Request A: Reproduce word for word the stretch of the Burgenland profile from "Burgenland: area 3,965.68" through "mere 4 km).".
Request B: Which places does the Burgenland profile call famous for their mineral springs and mineral water? List every one.

Text passage:
***
Coat of arms of Burgenland.
Burgenland: area 3,965.68 km2; pop. 270,880 (1991); pop. density 68 per km2; capital Eisenstadt; buildings 103,541; households 95,154; 2 free towns (towns with statutory privileges); 7 districts; 7 judicial districts; 170 municipalities (13 towns and 57 market towns); Provincial Supreme Court in Vienna; Provincial Court in Eisenstadt.
Location: Located in the easternmost part of Austria, the province of Burgenland has the 3rd smallest area and the 2nd smallest population of the Austrian provinces. Historically and geographically a borderland region, Burgenland is a narrow belt of land stretching from Slovakia in the north, along the Hungarian border in the east, the Styrian and Lower Austrian borders in the west, and south to the Slovene border. The province virtually seems to be split in two (near Sieggraben its east-west extension narrows to a mere 4 km).
Landscape: Burgenland´s geographical pattern is made up of the foothills of the Central Alps (Hundsheimer Berge Hills, Leithagebirge Mountains, the hilly region around Rust, Rosaliengebirge Mountains, Ödenburg Mountains, Landsee Hills, Bernstein Mountains, Güns Mountains); the outer edges of the Pannonian Lowlands (Heidboden and Parndorf Plain being deposits of the Old Danube and Leitha rivers in the north and the rivers Pinka and Lafnitz in the south); Lake Neusiedl and the Seewinkel area; Wulka Plain (the granary of Burgenland); Riedel landscapes (narrow ridges of land separating two parallel valleys) which establish a geomorphological link between the Alpine Vienna basin in the north, the Graz basin in the south and the Pannonian lowlands (extending from the hilly region of the Bucklige Welt to central Burgenland and from the hilly region of Eastern Styria to southern Burgenland). The Hainburg, Bruck and Wiener Neustadt gaps connect the region with the Vienna basin. Set amidst the flat steppe landscape of the Hungarian puszta, Lake Neusiedl and the Seewinkel area provide a haven for a large and outstanding variety of fauna, perhaps the most outstanding in Central Europe. Burgenland´s rich mineral resources are only exploited to a limited extent: limestone quarries on the fringes of the Leithagebirge Mountains and in the hilly region around Rust (especially near St. Margarethen); sub-bituminous coal deposits near Tauchen; chalk pits near Müllendorf; copper pyrites; antimony ores; sulphur pyrites; serpentine is commercially mined near Bernstein. Bad Tatzmannsdorf, Bad Sauerbrunn, Deutschkreutz and Sulz near Güssing are famous for their mineral springs and mineral water.
***
Given data:
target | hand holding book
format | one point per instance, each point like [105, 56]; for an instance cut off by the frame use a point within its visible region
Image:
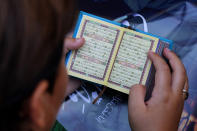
[113, 55]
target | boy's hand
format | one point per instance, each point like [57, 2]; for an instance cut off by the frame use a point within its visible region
[163, 111]
[72, 44]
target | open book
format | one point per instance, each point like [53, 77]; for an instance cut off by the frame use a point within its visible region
[112, 55]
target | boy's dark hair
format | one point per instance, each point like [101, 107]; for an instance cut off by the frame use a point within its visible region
[31, 41]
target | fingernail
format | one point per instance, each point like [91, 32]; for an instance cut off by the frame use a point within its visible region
[150, 52]
[167, 49]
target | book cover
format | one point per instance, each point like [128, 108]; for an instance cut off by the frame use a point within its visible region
[113, 55]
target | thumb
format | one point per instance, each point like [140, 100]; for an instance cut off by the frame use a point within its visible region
[136, 99]
[73, 44]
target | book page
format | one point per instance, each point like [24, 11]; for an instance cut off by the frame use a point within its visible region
[93, 58]
[131, 60]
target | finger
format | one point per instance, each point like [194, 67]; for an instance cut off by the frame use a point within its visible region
[73, 44]
[163, 75]
[179, 76]
[136, 99]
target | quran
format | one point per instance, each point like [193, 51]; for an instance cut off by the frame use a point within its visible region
[113, 55]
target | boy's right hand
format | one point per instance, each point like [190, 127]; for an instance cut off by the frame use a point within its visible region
[163, 111]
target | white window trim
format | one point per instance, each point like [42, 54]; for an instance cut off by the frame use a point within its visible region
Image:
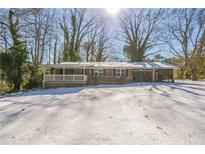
[121, 72]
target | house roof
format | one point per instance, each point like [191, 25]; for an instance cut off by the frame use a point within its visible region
[137, 65]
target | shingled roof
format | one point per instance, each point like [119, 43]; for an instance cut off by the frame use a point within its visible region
[137, 65]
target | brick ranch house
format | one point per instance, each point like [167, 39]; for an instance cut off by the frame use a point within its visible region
[82, 73]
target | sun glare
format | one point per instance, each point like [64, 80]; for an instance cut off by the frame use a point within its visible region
[112, 11]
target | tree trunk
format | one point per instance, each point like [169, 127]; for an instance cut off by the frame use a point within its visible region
[194, 74]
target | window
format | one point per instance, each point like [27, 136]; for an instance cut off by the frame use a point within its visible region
[98, 72]
[123, 72]
[120, 72]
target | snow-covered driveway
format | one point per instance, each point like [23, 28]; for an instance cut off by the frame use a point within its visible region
[106, 114]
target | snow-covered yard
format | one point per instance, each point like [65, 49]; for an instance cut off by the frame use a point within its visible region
[171, 113]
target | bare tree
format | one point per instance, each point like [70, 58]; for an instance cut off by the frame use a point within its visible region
[184, 34]
[139, 28]
[75, 26]
[37, 32]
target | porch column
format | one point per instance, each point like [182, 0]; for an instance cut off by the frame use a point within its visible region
[63, 72]
[173, 75]
[44, 72]
[153, 75]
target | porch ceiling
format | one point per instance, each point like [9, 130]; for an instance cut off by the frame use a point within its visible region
[113, 65]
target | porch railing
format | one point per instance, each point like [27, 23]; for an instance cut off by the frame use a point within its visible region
[68, 78]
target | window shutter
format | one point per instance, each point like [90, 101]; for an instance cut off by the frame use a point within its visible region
[126, 72]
***
Correct output A:
Burgenland: area 3,965.68 km2; pop. 270,880 (1991); pop. density 68 per km2; capital Eisenstadt; buildings 103,541; households 95,154; 2 free towns (towns with statutory privileges); 7 districts; 7 judicial districts; 170 municipalities (13 towns and 57 market towns); Provincial Supreme Court in Vienna; Provincial Court in Eisenstadt.
Location: Located in the easternmost part of Austria, the province of Burgenland has the 3rd smallest area and the 2nd smallest population of the Austrian provinces. Historically and geographically a borderland region, Burgenland is a narrow belt of land stretching from Slovakia in the north, along the Hungarian border in the east, the Styrian and Lower Austrian borders in the west, and south to the Slovene border. The province virtually seems to be split in two (near Sieggraben its east-west extension narrows to a mere 4 km).

Correct output B:
- Bad Tatzmannsdorf
- Bad Sauerbrunn
- Deutschkreutz
- Sulz near Güssing